Go through the entries below and print, exactly, the lines starting at the one with "Target: background car" and ending at the one with "193, row 140.", keeping both ends and no others.

== Source records

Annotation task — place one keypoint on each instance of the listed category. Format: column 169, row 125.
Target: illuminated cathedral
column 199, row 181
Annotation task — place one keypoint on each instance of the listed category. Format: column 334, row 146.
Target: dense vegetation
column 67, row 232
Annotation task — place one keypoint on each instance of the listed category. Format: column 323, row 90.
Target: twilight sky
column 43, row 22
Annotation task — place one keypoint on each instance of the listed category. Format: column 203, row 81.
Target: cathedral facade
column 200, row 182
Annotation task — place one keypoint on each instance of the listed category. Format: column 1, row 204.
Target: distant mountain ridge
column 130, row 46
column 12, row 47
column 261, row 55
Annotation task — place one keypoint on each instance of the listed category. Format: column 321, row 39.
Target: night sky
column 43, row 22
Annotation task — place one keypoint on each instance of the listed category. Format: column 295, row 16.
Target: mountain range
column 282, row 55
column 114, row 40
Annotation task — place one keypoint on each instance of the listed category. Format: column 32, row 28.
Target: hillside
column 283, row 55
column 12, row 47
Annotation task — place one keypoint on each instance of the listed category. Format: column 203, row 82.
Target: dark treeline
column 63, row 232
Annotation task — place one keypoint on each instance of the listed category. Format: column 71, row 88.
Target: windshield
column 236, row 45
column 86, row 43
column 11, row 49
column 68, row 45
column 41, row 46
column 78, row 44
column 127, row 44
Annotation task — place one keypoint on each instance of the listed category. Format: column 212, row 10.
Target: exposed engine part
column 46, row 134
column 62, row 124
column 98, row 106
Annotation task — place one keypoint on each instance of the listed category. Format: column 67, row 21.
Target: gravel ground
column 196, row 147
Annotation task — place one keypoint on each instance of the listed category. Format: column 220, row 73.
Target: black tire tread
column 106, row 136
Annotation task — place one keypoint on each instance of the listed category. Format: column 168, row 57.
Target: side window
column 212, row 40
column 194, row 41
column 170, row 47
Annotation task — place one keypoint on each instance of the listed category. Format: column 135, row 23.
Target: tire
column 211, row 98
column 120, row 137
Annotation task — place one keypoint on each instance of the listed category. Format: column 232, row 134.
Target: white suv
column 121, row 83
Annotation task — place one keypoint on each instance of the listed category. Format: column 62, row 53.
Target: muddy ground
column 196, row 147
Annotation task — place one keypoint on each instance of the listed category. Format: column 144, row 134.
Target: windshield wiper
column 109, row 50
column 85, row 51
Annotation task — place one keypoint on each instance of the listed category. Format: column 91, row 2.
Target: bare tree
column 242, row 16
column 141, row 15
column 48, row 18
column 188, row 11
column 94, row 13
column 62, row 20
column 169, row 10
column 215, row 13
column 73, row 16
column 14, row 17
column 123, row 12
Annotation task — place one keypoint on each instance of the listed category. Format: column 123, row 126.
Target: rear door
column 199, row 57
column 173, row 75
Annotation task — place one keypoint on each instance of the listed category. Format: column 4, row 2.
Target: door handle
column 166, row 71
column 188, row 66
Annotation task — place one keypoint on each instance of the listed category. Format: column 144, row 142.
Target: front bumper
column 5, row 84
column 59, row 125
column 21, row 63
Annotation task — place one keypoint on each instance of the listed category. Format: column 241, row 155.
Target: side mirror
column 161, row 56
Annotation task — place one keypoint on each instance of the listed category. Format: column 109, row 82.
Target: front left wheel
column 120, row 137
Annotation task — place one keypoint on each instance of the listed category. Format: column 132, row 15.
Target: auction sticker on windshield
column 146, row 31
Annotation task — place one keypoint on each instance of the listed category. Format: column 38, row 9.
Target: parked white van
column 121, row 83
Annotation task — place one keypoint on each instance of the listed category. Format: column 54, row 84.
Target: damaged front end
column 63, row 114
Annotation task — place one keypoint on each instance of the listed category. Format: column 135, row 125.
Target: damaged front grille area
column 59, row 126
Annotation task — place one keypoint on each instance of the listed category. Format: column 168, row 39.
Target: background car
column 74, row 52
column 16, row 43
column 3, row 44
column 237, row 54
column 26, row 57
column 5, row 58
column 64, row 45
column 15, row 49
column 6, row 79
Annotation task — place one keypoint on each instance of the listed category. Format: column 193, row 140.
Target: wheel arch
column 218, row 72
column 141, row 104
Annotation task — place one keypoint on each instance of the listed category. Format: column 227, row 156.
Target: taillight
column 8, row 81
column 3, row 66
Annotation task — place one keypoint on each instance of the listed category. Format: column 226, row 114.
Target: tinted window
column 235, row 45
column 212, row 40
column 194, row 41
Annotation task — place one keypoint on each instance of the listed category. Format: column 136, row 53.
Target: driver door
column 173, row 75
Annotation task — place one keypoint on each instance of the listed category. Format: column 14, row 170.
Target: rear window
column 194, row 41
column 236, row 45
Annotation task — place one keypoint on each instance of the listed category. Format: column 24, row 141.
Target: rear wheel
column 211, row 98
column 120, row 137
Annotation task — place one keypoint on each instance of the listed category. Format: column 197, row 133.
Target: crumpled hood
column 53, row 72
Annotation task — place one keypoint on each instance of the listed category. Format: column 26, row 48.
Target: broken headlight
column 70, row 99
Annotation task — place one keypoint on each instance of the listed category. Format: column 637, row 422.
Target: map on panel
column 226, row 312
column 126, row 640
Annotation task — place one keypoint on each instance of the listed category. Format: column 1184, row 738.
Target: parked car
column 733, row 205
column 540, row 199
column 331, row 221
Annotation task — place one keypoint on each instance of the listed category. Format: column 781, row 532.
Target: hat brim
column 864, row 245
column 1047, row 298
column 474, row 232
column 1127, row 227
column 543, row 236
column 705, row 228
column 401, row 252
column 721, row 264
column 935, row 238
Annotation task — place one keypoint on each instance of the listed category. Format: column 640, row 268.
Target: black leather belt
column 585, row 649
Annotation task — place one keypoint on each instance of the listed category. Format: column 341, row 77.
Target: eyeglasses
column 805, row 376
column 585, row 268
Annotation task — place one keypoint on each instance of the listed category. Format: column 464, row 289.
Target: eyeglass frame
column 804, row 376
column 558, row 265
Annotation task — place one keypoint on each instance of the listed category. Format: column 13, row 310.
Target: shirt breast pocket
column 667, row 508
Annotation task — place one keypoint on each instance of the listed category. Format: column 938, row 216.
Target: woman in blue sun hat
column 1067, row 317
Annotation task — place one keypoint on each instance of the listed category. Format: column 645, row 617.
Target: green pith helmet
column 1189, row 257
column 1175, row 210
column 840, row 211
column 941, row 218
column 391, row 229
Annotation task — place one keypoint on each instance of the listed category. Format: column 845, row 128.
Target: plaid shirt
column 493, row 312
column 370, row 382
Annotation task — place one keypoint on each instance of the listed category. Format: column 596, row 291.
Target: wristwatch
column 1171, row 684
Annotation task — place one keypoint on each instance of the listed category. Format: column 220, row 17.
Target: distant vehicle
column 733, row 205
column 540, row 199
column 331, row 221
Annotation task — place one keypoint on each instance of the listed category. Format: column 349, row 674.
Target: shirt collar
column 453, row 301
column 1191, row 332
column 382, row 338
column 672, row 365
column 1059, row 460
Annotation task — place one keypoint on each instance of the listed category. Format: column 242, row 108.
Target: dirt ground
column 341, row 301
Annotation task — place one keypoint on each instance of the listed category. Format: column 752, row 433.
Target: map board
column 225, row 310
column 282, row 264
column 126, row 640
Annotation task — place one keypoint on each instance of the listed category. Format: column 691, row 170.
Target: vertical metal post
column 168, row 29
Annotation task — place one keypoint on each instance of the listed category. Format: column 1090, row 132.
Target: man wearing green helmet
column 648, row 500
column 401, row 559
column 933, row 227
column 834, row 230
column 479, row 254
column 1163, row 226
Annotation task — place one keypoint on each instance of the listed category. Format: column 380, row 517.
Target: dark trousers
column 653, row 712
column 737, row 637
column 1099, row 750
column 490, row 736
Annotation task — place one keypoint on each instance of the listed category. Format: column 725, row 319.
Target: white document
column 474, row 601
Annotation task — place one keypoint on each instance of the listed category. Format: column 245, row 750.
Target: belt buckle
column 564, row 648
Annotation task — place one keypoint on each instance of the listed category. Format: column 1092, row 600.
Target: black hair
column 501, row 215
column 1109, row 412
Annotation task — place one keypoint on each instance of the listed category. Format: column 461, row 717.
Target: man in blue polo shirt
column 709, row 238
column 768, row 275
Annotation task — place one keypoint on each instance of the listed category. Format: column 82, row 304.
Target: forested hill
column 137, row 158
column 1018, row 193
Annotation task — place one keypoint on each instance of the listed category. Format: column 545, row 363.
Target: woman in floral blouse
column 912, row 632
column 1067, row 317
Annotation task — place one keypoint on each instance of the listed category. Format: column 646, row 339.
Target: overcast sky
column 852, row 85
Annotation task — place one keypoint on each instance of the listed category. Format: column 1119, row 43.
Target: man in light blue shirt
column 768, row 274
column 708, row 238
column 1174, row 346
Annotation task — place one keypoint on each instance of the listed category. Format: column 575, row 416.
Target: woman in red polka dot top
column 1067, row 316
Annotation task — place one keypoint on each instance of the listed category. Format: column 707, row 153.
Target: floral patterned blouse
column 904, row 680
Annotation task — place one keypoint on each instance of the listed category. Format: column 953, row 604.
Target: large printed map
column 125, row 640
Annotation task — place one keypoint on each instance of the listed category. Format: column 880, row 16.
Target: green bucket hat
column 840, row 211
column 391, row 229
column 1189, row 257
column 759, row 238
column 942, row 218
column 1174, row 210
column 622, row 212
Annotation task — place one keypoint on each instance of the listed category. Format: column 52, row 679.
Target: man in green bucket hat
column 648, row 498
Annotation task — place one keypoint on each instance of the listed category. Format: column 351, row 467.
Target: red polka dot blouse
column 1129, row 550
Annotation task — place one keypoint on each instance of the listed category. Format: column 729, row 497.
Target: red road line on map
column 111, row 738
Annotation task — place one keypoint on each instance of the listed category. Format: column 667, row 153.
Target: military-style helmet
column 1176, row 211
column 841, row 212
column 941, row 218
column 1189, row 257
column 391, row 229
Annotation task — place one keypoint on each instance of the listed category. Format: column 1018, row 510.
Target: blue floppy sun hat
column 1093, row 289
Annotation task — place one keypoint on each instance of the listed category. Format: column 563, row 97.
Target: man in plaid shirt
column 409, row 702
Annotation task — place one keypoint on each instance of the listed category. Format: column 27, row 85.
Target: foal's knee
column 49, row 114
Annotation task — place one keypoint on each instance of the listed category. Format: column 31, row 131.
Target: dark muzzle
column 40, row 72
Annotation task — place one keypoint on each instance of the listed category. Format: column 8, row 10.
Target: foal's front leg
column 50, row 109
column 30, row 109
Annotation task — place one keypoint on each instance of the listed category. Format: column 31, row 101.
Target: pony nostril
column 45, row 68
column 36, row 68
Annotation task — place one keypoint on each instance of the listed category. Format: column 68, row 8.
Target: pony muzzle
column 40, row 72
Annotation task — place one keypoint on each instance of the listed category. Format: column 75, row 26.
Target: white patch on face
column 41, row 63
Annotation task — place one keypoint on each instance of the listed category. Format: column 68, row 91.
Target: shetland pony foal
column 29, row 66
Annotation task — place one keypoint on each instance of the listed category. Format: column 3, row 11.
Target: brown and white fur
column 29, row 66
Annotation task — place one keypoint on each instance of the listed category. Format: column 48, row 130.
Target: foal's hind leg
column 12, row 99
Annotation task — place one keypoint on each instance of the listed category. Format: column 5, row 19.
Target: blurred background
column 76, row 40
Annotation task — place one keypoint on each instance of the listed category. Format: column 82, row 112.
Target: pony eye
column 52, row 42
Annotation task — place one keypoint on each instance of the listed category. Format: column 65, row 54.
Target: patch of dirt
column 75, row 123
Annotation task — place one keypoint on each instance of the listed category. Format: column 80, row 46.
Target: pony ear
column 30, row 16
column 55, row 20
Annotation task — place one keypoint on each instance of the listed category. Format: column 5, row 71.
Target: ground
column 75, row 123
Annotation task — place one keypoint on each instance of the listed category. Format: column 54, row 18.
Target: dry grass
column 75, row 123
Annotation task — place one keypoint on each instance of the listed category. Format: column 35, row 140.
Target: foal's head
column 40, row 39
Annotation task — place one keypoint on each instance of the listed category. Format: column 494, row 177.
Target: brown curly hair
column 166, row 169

====

> Your response
Target: background car
column 74, row 52
column 16, row 43
column 3, row 44
column 237, row 54
column 26, row 57
column 5, row 58
column 64, row 45
column 15, row 49
column 6, row 79
Annotation task — place one keypoint on each instance of the listed category. Format: column 193, row 140.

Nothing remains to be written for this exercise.